Extrait —
◇ ◇ ◇ ◇

Un message et une valorisation de la culture comorienne
Le morceau est surtout chanté en shingazidja avec quelques paroles en français. « Mon père étant d’origine comorienne et yéménite et ma mère malgache, j’ai l’habitude de passer d’une langue à l’autre dans mes morceaux soit le shikomori, le malgache, l’arabe littéraire et le français ». Le clip, réalisé par Smito, nous plonge dans la vie passée d’une jeune fille incomprise par sa mère et expulsée du foyer par son père et dans son présent où une amie l’encourage à se prostituer avec elle pour subvenir à ses besoins. Les paroles expliquent que ses actes d’aujourd’hui ne sont que les conséquences du comportement maladroit et irresponsable de ses parents.

◇ ◇ ◇ ◇

Consigne A —
D'après l'extrait consacré à la culture comorienne, qui a réalisé le clip du morceau ?
Consigne B —
Prolongez l'extrait consacré à la culture comorienne en reprenant après sa dernière phrase.

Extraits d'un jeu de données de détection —
◇ ◇ ◇ ◇

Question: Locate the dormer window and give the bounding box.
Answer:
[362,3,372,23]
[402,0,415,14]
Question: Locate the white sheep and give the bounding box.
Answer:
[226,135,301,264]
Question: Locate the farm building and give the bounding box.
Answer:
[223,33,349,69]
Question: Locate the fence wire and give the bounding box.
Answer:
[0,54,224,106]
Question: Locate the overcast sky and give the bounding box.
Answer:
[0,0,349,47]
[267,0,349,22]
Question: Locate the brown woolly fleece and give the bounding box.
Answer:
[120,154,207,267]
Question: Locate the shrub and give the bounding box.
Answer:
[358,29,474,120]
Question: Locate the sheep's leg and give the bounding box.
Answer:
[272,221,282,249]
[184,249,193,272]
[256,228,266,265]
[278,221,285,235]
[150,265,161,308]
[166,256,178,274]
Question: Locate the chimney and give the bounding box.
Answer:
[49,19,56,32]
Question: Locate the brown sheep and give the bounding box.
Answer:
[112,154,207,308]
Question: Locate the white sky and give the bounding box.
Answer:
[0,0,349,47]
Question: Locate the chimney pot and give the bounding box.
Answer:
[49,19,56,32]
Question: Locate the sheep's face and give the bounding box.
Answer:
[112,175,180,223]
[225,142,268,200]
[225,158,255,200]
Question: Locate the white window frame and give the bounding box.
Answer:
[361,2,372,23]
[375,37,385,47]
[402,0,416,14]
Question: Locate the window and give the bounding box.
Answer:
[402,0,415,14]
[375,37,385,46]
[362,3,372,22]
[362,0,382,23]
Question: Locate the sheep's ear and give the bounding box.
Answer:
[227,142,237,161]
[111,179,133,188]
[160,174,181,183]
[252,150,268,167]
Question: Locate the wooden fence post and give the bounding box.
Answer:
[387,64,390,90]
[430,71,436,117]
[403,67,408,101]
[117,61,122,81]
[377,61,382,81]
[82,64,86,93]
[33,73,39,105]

◇ ◇ ◇ ◇

Réponse attendue A —
Smito.

Réponse attendue B —
Le clip se promène ainsi dans le passé (en noir et blanc) et le présent (en couleur), sans vraiment montrer une amélioration du sort de la jeune femme.
Au-delà du message véhiculé, le spectateur est marqué par les costumes créés par Aïda Bahati, créatrice de Bahari Sugar. Une marque qui valorise la culture comorienne en mettant le leso, le shiromani, le nambawani, le sahare dans toutes ses créations.
Les ingrédients réunis et le nombre de partages constatés dans les réseaux sociaux présagent d’un bel avenir pour ce clip.